= What is expected =
Quote the data below in full, please, without altering anything.

= Given records =
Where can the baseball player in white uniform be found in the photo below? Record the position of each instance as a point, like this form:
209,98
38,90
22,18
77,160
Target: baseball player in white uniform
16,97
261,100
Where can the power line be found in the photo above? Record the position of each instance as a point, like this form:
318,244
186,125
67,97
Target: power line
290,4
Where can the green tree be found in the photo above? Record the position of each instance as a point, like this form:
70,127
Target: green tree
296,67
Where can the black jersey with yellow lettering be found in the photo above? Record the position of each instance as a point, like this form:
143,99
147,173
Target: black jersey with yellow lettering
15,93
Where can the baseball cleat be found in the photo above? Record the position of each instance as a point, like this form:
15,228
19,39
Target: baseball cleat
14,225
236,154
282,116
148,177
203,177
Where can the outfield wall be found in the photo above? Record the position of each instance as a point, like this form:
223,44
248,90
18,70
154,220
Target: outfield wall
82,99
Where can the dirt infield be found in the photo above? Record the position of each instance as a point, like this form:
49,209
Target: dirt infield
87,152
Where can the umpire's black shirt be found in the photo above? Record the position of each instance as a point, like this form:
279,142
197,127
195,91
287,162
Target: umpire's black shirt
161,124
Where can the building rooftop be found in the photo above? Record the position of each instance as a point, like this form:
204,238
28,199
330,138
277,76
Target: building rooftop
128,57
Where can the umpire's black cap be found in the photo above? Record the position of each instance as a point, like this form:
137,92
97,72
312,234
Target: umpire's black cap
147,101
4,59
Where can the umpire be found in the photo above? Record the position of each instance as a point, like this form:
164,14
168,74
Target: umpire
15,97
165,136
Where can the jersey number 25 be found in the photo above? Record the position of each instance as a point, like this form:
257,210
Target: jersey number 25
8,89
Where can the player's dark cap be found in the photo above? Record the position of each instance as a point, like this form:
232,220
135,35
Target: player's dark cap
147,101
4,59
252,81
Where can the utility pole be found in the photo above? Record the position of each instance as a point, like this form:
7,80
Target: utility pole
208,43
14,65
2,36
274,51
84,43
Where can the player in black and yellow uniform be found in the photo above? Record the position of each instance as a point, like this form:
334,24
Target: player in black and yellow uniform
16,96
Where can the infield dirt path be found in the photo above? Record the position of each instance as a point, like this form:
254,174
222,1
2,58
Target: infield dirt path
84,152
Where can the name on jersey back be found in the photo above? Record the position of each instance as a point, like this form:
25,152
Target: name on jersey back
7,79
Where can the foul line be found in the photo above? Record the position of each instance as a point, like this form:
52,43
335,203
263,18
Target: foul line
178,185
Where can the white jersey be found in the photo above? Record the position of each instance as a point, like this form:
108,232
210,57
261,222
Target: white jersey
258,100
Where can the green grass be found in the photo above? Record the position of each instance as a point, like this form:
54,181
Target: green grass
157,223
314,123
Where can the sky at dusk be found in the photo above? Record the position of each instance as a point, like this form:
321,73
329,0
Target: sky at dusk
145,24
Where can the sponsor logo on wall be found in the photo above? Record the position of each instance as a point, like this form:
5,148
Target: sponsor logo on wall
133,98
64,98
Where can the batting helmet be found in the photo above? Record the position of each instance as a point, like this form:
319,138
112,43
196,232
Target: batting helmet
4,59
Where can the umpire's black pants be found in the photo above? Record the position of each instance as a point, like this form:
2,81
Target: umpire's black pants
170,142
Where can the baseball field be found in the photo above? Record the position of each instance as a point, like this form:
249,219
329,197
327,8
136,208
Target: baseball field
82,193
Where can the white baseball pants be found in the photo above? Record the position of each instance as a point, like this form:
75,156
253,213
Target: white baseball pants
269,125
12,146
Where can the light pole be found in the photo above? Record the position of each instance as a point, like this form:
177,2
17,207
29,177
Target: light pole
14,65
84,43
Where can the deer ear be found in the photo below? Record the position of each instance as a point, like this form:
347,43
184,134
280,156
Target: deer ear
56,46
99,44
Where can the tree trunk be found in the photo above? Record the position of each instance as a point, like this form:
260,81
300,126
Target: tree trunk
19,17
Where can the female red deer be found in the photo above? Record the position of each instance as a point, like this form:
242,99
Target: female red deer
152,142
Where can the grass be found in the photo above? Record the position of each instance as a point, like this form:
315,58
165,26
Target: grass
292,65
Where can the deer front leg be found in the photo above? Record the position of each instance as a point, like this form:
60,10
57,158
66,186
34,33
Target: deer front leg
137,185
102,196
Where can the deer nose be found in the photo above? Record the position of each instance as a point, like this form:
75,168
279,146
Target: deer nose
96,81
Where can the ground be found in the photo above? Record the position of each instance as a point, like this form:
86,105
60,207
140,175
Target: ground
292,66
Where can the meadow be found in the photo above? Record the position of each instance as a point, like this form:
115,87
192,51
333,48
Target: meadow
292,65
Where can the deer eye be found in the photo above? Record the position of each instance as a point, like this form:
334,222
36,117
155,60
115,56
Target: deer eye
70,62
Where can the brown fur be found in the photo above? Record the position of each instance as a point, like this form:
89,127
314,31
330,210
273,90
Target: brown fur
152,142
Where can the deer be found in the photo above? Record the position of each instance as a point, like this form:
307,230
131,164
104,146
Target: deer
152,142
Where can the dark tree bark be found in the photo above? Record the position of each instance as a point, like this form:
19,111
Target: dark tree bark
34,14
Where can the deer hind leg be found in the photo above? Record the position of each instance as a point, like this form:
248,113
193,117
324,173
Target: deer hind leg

= Result for this exercise =
Where can the baseball player in white uniform be found in the photo below? Record the position of each instance as a point, like this form:
209,98
38,90
22,18
77,160
Target: baseball player in white uniform
16,97
261,100
Where can the power line be found in the photo above? Record the position of each instance as a point, like this form:
318,244
186,125
67,97
Target: power line
290,4
Where can the green tree be found in the photo above? Record the position of each instance as a point, like this form:
70,127
Target: green tree
296,67
Where can the black jersey with yellow lettering be found in the photo above? Record the position of each instance as a point, like this form:
143,99
147,173
Target: black jersey with yellow lettering
15,93
Where can the baseball cleat be found in the photo above? Record the position of each instance as a point, like this form:
15,228
19,39
Target: baseball cleat
14,225
236,154
282,116
148,177
203,177
Where can the outfield wall be found in the photo above? Record the position of each instance as a point, like this form:
223,44
248,90
18,70
154,220
Target: outfield wall
82,99
Where can the dirt infield be found in the photo above? Record the position of each instance as a point, like this form:
49,209
Target: dirt infield
87,152
Where can the umpire's black shirt be found in the photo above? Record the position of each instance as a point, like this form:
279,142
197,127
195,91
287,162
Target: umpire's black shirt
161,124
Where can the building rooftop be found in the photo above? Record the position of each instance as a point, like this form:
204,238
28,199
330,138
277,76
Target: building rooftop
128,57
Where can the umpire's black cap be found in the photo above? Record the position of each instance as a point, like this form:
137,92
97,72
312,234
Target: umpire's black cap
147,101
4,59
Where can the umpire be found in the photo above? Record the position of each instance as a point, like this form:
164,14
168,74
Target: umpire
15,97
165,136
Where can the jersey number 25 be found in the photo above? Record the position of each instance as a point, like this form:
257,210
Target: jersey number 25
8,89
Where can the player's dark cap be found in the photo above? Record the position of each instance as a point, like this form:
232,220
135,35
Target: player's dark cap
147,101
4,59
252,81
Where can the utility pole be found in the photo above? Record the position of each instance as a point, like this form:
7,80
Target: utility pole
208,43
14,65
2,36
274,51
84,43
Where can the player in black and yellow uniform be found in the photo above? Record the position of each instance as a point, like this form:
334,24
Target: player in black and yellow uniform
16,96
Where can the infield dirt path be found in the photo above? Record the position of each instance as a point, like this form:
254,174
222,1
2,58
Target: infield dirt path
84,152
Where can the name on jersey back be found in the photo above? Record the position of each instance as a point, like this form:
25,152
Target: name on jersey back
7,79
Where can the foul line be found in the photo above? Record the position of each instance as a point, like this form:
52,43
335,203
263,18
Target: foul line
178,185
Where can the white jersey be found in the photo above? Record the position of each instance as a point, like this form:
108,232
210,57
261,222
Target: white jersey
258,100
Where can the green grass be found in the photo above? Record the position of each instance as a point, like this form:
54,181
Target: green grass
157,223
314,123
Where can the sky at dusk be found in the photo above? Record the position of each instance as a point, like this form:
321,73
329,0
Target: sky at dusk
145,24
Where can the sponsor logo on wall be found in the photo above? Record the position of each instance as a point, like this form:
5,148
Target: sponsor logo on wall
133,98
64,98
Where can the batting helmet be found in the photo above? Record the position of each instance as a point, like this form:
319,138
112,43
196,232
Target: batting helmet
4,59
Where can the umpire's black pants be found in the photo above? Record the position of each instance as a point, like this form:
2,81
Target: umpire's black pants
170,142
Where can the baseball field be found in the photo above? Record the position of each instance as a point, like this form:
249,219
329,197
327,8
136,208
Target: baseball field
82,193
Where can the white baseball pants be found in the photo above? Record the position of each instance as a point, like this form:
75,156
253,213
Target: white baseball pants
269,125
12,146
Where can the light pole be found in the photo above? Record the position of each instance as a point, like this form:
177,2
17,207
29,177
Target: light pole
14,65
84,43
Where can the deer ear be found in the photo below? Record the position of each instance as a point, like this form:
347,43
184,134
280,156
Target: deer ear
56,46
99,44
Where can the tree trunk be found in the photo above? Record the position of each instance as a point, like this form:
260,81
300,126
Target: tree trunk
19,17
Where can the female red deer be found in the photo above? Record the position of each instance as a point, like this form:
242,99
Target: female red deer
152,142
Where can the grass be found in the photo above? Record the position of each instance as a point, like this form:
315,58
165,26
Target: grass
292,65
Where can the deer front leg be found in the photo above? Record the position of each instance as a point, like this form:
60,10
57,158
66,186
34,33
Target: deer front leg
137,185
102,196
Where can the deer nose be found in the photo above? Record the position of each instance as a point, like this form:
75,168
279,146
Target: deer nose
96,81
Where can the ground be found in the photo above? Record the position of each instance as a point, like this form:
86,105
60,207
140,175
Target: ground
292,66
Where can the meadow be found in the photo above? Record the position of each instance as a point, like this form:
115,87
192,51
333,48
Target: meadow
292,65
Where can the deer eye be found in the photo above? Record the position of each instance as a point, like this form:
334,222
36,117
155,60
115,56
Target: deer eye
70,62
Where can the brown fur be found in the photo above? Record the position of each instance as a point, like this form:
89,127
314,31
330,210
273,90
Target: brown fur
152,142
Where can the deer be found in the photo above? Record the position of each instance as a point, like this form:
307,230
131,164
104,146
Target: deer
152,142
Where can the dark tree bark be found in the photo above? Record the position of each instance as a point, like this form:
19,111
Target: dark tree bark
34,14
Where can the deer hind leg be found in the photo above? Record the position of each instance as a point, like this form:
248,113
193,117
324,173
Target: deer hind leg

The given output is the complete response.